**What is needed**
Return the lines below exactly as they appear, from the line containing "Expected: one point per instance of the man's ear" through the line containing "x=735 y=345", and nothing else.

════

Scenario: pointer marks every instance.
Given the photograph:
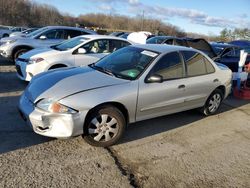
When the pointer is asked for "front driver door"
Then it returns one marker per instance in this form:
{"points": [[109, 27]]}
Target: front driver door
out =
{"points": [[157, 99]]}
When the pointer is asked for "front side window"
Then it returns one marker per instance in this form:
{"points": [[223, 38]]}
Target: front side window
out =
{"points": [[126, 63], [170, 66], [197, 64]]}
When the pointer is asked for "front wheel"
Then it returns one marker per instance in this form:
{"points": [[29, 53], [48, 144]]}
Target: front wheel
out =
{"points": [[213, 103], [19, 53], [104, 127]]}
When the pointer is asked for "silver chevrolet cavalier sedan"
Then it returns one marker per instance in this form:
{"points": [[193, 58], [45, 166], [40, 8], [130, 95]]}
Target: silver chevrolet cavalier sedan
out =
{"points": [[132, 84]]}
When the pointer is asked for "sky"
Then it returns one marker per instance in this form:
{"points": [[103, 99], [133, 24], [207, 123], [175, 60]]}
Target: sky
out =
{"points": [[207, 17]]}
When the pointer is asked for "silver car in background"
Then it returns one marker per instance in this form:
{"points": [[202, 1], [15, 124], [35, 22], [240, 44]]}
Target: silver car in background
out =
{"points": [[132, 84], [13, 47], [78, 51]]}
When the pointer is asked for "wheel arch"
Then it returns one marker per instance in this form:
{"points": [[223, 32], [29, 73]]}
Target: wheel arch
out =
{"points": [[223, 89], [118, 105]]}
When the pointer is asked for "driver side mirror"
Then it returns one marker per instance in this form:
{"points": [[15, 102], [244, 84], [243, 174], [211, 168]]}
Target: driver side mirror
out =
{"points": [[43, 37], [154, 79], [81, 51]]}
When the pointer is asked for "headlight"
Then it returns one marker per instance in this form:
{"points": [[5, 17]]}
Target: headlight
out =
{"points": [[35, 60], [10, 41], [50, 105]]}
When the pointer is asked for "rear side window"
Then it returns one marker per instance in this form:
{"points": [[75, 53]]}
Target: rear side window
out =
{"points": [[197, 64], [209, 66], [170, 66], [72, 33]]}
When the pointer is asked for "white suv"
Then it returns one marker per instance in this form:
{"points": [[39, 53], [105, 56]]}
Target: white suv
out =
{"points": [[13, 47]]}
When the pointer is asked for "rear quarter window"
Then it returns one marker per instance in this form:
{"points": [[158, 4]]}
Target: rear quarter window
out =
{"points": [[197, 64]]}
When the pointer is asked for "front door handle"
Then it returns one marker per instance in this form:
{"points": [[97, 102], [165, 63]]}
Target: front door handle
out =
{"points": [[181, 86]]}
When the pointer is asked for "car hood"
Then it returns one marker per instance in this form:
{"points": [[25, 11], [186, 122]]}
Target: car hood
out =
{"points": [[39, 52], [58, 84]]}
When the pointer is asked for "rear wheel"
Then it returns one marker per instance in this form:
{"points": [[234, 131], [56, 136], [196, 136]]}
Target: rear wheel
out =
{"points": [[213, 103], [104, 127]]}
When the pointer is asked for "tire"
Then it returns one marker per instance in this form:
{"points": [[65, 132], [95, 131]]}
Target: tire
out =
{"points": [[5, 35], [213, 103], [104, 127], [19, 52]]}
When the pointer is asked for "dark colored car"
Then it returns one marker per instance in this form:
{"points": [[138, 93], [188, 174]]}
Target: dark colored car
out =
{"points": [[218, 47], [157, 39], [241, 43]]}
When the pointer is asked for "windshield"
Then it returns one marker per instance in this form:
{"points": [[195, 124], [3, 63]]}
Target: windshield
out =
{"points": [[69, 44], [34, 33], [126, 63]]}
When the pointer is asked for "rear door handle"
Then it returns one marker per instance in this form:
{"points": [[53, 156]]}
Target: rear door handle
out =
{"points": [[181, 86]]}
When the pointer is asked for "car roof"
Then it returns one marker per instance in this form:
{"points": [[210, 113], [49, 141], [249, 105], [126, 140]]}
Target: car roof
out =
{"points": [[92, 37], [163, 48]]}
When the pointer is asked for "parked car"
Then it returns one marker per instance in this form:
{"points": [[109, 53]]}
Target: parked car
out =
{"points": [[230, 57], [117, 33], [23, 33], [6, 31], [218, 47], [199, 44], [134, 83], [156, 39], [13, 47], [82, 50], [241, 43]]}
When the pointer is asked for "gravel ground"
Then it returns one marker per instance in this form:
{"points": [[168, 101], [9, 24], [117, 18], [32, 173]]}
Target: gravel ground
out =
{"points": [[180, 150]]}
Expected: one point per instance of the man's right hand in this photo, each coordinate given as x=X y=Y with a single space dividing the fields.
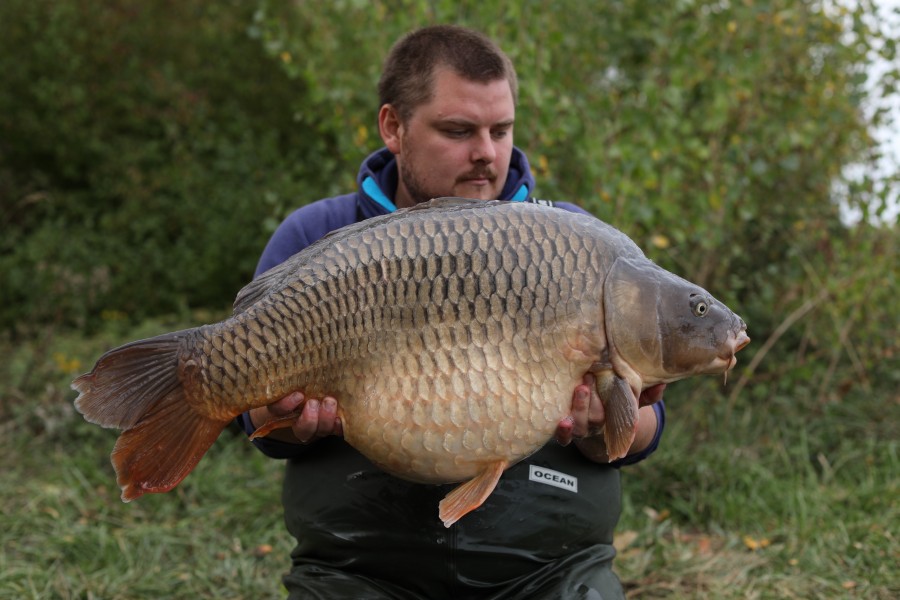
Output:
x=315 y=419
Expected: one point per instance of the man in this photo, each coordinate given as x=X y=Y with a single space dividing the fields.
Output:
x=447 y=113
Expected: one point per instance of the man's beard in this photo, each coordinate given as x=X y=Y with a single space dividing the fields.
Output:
x=418 y=192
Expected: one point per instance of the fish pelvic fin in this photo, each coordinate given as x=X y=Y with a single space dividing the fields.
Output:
x=620 y=406
x=470 y=495
x=282 y=422
x=137 y=388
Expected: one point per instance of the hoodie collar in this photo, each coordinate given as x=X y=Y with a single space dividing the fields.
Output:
x=377 y=182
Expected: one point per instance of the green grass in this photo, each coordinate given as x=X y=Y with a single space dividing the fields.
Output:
x=781 y=497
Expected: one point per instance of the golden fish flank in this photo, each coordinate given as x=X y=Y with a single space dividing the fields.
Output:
x=452 y=334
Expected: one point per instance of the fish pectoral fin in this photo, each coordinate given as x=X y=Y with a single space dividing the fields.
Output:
x=163 y=447
x=620 y=406
x=282 y=422
x=470 y=495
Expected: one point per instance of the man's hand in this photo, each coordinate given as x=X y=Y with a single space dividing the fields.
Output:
x=587 y=417
x=314 y=419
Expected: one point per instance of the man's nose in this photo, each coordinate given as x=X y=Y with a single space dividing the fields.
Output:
x=483 y=149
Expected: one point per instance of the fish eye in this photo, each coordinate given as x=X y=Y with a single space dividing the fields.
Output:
x=699 y=308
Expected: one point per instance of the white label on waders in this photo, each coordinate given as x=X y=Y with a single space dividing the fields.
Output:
x=554 y=478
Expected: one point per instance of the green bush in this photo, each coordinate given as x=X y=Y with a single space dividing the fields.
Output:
x=145 y=150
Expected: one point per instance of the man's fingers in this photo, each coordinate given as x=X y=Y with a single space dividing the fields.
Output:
x=306 y=426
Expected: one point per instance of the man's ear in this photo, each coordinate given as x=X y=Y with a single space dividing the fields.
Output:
x=390 y=128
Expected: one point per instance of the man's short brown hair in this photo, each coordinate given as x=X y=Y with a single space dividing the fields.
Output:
x=408 y=77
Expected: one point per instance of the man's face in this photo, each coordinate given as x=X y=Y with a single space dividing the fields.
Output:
x=458 y=144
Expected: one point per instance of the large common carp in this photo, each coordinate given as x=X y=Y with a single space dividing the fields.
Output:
x=453 y=335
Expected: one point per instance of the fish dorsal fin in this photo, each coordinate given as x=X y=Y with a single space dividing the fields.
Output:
x=276 y=277
x=449 y=202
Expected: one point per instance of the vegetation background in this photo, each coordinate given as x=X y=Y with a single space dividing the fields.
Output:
x=148 y=149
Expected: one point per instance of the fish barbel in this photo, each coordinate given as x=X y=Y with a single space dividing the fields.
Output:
x=453 y=335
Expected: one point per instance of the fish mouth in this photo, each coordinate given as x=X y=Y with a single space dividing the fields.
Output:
x=735 y=345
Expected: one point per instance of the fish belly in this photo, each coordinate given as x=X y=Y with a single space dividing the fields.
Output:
x=445 y=341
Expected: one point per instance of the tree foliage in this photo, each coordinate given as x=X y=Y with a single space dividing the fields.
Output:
x=146 y=150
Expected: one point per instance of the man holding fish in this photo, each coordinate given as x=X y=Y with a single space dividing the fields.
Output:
x=448 y=98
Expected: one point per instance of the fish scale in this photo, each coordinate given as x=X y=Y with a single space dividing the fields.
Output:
x=452 y=334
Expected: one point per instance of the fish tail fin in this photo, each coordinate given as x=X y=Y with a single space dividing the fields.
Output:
x=136 y=387
x=471 y=494
x=157 y=453
x=620 y=407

════

**Exercise solution**
Expected: one point per instance of the man's ear in this photo, each coordinate given as x=X y=Y with a single space dividing the fields.
Output:
x=390 y=128
Expected: one point per instance of the man's short brown hair in this photo, each coordinate given as x=X y=Y with a single space dividing the fields.
Output:
x=408 y=77
Expected: one point per instance of the man's face in this photo, each coordinate given as x=X y=Y with a single space dividing the fields.
Output:
x=458 y=144
Expected: one point per instance of the large common carp in this photo, each coordinate given as x=X y=Y with a single space dividing the fields.
Output:
x=453 y=335
Expected: one point per instance of the fish dorsal fin in this photo, each coordinate given as x=X y=Y with a single space dividing the fields.
Output:
x=276 y=277
x=449 y=202
Expected: one point per instance of the vegetation background in this photo, each coordinate given as x=X y=Y with a single space dividing the fields.
Output:
x=148 y=149
Expected: one point per instance of the fish barbel in this photo, each coordinate given as x=X y=Y with a single space dividing the fields.
Output:
x=453 y=335
Expected: one point per instance of the fish mouth in this photo, each coordinate given as x=X y=Y with a single space dividing the fields.
Output:
x=735 y=345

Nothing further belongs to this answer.